[Contour labeling entries]
____________________
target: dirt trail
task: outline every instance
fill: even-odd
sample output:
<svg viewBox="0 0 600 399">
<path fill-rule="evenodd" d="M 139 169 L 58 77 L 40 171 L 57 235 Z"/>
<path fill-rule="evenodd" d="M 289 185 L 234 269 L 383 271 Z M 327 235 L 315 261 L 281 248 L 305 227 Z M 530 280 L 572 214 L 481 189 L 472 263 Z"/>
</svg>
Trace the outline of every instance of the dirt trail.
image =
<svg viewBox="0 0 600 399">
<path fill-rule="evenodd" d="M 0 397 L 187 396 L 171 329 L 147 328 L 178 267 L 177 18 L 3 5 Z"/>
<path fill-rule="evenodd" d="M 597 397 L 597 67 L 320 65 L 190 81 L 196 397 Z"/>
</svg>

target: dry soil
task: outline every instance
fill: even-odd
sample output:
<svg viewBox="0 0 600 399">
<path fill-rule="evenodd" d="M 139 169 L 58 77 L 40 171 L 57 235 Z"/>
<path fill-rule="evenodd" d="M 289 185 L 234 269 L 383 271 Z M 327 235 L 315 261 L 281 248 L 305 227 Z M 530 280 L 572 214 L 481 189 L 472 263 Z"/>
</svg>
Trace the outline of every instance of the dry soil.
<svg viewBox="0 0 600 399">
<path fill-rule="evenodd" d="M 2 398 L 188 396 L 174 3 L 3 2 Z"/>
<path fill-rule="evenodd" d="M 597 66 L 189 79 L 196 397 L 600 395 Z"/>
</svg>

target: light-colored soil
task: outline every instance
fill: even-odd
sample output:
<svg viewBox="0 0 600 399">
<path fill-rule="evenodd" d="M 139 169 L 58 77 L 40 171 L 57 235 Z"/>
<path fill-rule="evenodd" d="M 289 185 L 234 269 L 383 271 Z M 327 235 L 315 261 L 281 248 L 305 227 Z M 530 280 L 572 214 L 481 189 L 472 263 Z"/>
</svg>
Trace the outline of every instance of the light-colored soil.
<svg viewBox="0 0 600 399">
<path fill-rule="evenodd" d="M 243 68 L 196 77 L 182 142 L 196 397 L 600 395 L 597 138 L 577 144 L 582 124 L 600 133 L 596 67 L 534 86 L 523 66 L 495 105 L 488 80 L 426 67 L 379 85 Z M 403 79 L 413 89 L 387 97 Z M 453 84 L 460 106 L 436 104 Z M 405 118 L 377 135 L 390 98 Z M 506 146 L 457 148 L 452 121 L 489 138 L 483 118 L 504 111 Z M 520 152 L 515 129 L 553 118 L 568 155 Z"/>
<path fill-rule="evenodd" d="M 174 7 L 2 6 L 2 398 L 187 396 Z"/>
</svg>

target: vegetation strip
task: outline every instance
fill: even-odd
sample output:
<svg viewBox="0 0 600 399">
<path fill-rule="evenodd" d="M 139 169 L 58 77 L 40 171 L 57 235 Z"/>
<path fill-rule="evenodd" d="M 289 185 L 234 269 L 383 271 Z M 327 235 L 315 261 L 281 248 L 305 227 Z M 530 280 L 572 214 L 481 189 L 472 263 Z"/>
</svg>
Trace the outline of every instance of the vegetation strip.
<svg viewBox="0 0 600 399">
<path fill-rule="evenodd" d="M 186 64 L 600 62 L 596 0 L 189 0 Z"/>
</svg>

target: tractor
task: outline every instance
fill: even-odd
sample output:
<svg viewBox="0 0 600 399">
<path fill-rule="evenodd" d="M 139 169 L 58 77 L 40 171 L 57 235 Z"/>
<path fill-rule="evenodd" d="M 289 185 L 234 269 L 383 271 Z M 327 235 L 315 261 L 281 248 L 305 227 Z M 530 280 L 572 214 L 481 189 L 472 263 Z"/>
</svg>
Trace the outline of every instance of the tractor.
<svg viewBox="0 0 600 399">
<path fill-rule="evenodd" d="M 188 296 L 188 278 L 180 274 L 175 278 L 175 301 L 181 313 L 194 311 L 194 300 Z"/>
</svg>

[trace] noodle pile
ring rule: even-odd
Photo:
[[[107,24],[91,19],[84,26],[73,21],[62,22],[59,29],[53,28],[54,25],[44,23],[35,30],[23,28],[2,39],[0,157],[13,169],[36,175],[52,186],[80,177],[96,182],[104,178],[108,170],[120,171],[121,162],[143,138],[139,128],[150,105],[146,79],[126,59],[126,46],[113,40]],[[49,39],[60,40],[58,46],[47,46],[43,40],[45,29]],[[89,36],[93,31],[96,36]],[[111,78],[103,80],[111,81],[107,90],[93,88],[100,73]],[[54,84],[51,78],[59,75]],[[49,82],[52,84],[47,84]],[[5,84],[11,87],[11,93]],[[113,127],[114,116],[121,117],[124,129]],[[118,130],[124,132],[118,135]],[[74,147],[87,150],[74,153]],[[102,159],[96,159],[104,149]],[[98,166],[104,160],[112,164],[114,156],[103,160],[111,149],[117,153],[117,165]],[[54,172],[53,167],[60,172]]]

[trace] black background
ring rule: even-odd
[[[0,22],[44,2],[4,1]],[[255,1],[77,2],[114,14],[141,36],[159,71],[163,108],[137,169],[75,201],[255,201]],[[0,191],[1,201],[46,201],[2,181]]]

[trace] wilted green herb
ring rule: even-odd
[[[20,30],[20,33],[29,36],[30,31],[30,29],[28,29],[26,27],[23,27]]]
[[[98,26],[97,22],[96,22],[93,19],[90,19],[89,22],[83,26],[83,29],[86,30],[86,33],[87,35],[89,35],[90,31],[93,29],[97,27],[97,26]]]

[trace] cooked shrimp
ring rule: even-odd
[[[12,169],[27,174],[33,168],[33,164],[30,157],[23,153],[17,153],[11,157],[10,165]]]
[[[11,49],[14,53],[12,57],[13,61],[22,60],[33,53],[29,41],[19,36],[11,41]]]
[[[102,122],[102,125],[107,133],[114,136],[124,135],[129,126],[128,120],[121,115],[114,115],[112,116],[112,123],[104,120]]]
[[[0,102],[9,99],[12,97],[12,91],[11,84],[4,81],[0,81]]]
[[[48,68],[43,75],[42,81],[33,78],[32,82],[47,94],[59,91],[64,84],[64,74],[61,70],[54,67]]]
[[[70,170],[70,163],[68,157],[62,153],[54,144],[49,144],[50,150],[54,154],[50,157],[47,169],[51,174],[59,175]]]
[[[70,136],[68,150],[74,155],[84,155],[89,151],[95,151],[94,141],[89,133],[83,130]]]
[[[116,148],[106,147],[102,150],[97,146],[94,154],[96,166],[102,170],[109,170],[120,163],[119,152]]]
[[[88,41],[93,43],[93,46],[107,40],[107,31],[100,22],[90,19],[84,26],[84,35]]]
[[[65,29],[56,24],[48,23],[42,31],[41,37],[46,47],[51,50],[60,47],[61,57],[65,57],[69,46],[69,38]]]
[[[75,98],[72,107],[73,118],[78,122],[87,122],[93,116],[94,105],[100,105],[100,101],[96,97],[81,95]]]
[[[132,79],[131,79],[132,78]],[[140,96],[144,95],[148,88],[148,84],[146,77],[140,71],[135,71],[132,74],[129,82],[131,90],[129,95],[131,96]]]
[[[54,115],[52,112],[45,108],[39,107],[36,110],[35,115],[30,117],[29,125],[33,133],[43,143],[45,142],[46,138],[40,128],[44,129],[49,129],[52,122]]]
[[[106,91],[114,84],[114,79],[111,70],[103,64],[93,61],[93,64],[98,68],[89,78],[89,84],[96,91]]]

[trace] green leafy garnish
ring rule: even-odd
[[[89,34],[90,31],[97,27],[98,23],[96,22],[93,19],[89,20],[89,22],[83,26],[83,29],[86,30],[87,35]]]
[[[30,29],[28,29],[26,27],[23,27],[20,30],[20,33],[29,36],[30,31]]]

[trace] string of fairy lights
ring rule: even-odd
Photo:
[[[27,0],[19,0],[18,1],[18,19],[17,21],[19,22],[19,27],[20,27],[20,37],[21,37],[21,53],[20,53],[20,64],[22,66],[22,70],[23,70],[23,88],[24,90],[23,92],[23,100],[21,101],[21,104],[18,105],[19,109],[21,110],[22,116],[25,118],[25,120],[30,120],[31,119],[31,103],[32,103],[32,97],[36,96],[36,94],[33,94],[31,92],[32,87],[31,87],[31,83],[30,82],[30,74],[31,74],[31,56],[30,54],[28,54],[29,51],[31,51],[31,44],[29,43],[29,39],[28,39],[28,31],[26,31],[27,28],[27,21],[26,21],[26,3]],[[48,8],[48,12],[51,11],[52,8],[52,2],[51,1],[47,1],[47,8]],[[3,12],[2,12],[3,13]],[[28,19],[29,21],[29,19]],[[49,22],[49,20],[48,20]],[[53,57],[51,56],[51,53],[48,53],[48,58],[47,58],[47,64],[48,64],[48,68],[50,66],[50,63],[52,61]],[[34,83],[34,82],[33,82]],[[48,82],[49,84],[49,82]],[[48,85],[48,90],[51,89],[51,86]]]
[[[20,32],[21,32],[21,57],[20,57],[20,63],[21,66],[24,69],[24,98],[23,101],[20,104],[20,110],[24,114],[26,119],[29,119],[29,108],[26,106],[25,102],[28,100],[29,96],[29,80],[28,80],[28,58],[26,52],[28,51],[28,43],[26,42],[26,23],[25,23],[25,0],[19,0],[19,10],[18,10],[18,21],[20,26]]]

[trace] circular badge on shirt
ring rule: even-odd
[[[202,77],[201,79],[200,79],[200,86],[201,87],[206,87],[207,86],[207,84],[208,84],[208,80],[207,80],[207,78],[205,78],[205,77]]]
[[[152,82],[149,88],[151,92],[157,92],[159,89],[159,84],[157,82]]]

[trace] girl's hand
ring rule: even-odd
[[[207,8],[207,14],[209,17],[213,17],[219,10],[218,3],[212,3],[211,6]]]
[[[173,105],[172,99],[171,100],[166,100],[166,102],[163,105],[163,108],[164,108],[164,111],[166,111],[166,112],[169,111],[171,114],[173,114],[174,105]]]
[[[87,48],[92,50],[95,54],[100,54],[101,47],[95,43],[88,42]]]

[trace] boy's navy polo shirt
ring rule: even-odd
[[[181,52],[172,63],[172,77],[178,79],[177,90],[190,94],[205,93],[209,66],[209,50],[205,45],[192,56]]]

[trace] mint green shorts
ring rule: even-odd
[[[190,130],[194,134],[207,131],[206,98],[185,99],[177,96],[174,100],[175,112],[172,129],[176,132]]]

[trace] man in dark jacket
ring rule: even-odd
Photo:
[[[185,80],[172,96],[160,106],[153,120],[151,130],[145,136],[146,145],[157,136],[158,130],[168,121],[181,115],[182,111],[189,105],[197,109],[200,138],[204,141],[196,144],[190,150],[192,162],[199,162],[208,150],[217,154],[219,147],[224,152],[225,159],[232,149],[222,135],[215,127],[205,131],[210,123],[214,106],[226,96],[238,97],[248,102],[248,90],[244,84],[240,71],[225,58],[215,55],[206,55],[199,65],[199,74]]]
____________________
— What is expected —
Each line from the one containing "[trace] mint green shorts" to the final line of the entries above must be returned exactly, and no other line may appear.

— Exercise result —
[trace] mint green shorts
ring rule: even-odd
[[[190,130],[194,134],[207,131],[206,98],[185,99],[177,96],[174,100],[175,112],[172,129],[176,132]]]

[trace] man in dark jacket
ring rule: even-odd
Photo:
[[[185,80],[172,96],[160,106],[153,120],[151,130],[145,136],[146,145],[157,136],[158,130],[168,121],[181,115],[182,111],[189,105],[197,109],[200,138],[204,141],[196,144],[190,150],[192,162],[199,162],[208,150],[217,154],[219,147],[224,152],[225,159],[232,149],[222,135],[215,127],[205,131],[210,123],[214,106],[226,96],[238,97],[248,102],[248,90],[244,84],[240,71],[225,58],[215,55],[206,55],[199,65],[199,74]]]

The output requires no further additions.